Materials firms Kraton Performance Polymers and LCY Chemical Corp. are expected to renegotiate the terms of a merger that would have given LCY a 50 percent stake in Kraton.
Terms of the deal are expected to change as a result of poor first-half results at the styrenic block copolymers unit of Taipei, Taiwan-based LCY. That business saw first-half pretax profit fall 80 percent to less than $3 million, as a result of lower demand growth and overcapacity for the material, mainly in China.
Kraton President and CEO Kevin Fogarty discussed these results in a presentation on June 24, saying that Kraton's adjusted pretax profit forecasts for the LCY business could be delayed by up to two years. He added that Kraton — a major SBC maker — expects these factors to ease in the second half of 2014 as China returns to traditional GDP growth rates.
That disclosure, however, sent Houston-based Kraton's per-share stock price down 14 percent — from more than $25 to less than $22 — by the end of the day. As a result, Kraton's board of directors announced June 30 that it would withdraw its recommendation that shareholders approve the previously announced agreement. LCY has five business days from that date to respond.
Officials with both firms, however, said they still expect the merger to take place.
“At the end of the day, both parties still want to do the deal,” Kraton investor relations director Gene Shiels said in a July 2 phone interview. “We still want to do the transaction, but the terms probably will change.”

> [Data listing]:
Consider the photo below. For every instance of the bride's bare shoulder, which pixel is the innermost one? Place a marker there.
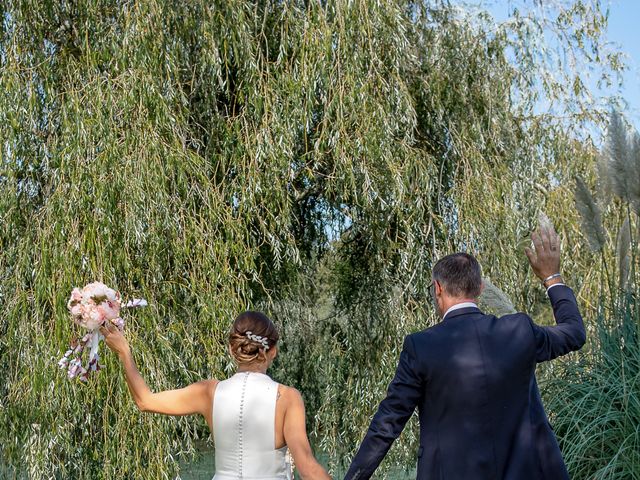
(289, 394)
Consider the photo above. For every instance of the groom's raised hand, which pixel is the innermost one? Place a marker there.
(545, 255)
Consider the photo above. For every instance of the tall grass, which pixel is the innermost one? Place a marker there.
(595, 400)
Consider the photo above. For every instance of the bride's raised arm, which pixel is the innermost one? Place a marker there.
(195, 398)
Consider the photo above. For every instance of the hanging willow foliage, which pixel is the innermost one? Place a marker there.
(311, 158)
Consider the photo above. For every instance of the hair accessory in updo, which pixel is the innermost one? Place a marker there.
(257, 338)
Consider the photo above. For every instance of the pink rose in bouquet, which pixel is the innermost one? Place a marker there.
(90, 307)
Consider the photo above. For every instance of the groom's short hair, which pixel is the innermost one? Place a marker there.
(459, 274)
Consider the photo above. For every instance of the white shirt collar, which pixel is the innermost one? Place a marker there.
(458, 306)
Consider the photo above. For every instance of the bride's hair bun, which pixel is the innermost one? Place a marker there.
(252, 334)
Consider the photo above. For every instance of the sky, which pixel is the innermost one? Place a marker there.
(623, 31)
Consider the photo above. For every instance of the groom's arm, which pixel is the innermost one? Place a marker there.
(402, 397)
(568, 334)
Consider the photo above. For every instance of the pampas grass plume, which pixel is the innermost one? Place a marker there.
(495, 300)
(590, 216)
(623, 253)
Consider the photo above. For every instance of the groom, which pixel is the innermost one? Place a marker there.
(472, 377)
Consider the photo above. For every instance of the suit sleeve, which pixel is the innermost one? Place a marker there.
(568, 334)
(403, 395)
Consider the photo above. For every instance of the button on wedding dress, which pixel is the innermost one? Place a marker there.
(244, 410)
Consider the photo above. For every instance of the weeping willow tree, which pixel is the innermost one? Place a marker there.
(309, 158)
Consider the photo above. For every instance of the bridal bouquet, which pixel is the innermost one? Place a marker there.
(91, 307)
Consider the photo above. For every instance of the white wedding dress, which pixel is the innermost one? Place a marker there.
(244, 410)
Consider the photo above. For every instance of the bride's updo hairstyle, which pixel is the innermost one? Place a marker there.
(252, 334)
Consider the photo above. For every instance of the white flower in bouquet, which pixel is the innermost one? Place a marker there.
(90, 308)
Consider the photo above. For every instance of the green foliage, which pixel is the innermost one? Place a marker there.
(594, 399)
(310, 158)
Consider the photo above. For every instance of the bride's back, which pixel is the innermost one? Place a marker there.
(245, 428)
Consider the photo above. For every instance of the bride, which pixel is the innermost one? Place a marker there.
(253, 419)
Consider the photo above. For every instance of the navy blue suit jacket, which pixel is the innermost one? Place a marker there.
(472, 377)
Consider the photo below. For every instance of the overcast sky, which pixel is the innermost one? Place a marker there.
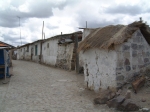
(64, 16)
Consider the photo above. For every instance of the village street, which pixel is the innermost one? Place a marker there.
(39, 88)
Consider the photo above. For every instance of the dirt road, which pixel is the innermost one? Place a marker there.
(38, 88)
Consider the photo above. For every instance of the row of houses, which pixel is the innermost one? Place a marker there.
(110, 56)
(58, 51)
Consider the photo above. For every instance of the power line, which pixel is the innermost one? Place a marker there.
(20, 29)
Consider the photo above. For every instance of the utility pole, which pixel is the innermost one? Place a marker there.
(77, 55)
(20, 29)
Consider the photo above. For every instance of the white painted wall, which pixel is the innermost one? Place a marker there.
(99, 68)
(36, 57)
(50, 54)
(64, 56)
(86, 32)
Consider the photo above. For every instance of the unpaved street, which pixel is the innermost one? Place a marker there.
(38, 88)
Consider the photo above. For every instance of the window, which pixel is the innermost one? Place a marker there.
(27, 48)
(47, 45)
(36, 50)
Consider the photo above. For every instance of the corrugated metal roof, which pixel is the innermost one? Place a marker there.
(111, 35)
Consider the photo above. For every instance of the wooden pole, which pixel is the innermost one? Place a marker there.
(77, 56)
(40, 58)
(42, 30)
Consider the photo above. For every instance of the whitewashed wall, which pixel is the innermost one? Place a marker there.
(99, 68)
(36, 57)
(64, 56)
(133, 58)
(86, 32)
(49, 55)
(21, 53)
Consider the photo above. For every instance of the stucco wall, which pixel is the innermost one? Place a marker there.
(133, 57)
(86, 32)
(64, 57)
(36, 57)
(49, 55)
(99, 68)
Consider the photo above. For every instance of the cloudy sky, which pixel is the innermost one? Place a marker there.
(64, 16)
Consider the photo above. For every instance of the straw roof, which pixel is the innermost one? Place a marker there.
(109, 36)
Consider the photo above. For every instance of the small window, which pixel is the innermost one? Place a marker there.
(47, 45)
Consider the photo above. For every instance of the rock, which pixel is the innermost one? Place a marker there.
(128, 94)
(143, 100)
(111, 95)
(118, 92)
(138, 83)
(128, 105)
(104, 97)
(115, 102)
(100, 100)
(145, 110)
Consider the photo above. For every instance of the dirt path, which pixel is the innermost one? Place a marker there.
(38, 88)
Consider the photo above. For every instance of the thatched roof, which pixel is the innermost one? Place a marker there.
(109, 36)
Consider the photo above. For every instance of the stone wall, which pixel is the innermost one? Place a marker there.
(133, 57)
(99, 68)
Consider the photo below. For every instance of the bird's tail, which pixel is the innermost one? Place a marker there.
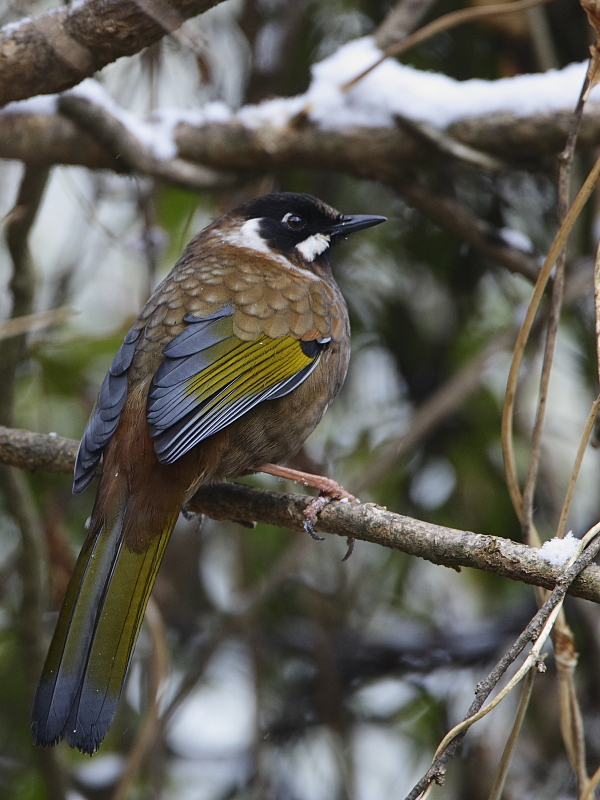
(94, 638)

> [Assigned task]:
Continue the news article on the Kraton and LCY Chemical merger from the point where it stops.

> [Answer area]:
Shiels added that Kraton had not yet filed an amended proxy document that would have set a date for a shareholder vote. The date for that vote now will be dependent on the duration of negotiations between Kraton and LCY.
In the July 2 edition of the Taipei Times newspaper, LCY officials said that they will enter talks with Kraton and will possibly revise terms of the deal. LCY spokeswoman Abby Pan told the Times that her firm would try to learn more about Kraton's concerns and respond to them in the interest of LCY's shareholders.
The combined firm is expected to have annual sales of more than $2 billion. SBC is the largest of LCY's seven units. That business had sales of $612 million in the year ended Sept. 30.
Industry consultant Robert Eller — president of Robert Eller Associates in Akron, Ohio — said that he wasn't surprised by the challenges facing the Kraton/LCY deal because of SBC overcapacity in Asia.
“The deal is still worth pursuing,” Eller said. “But there are a lot of questions on the table.”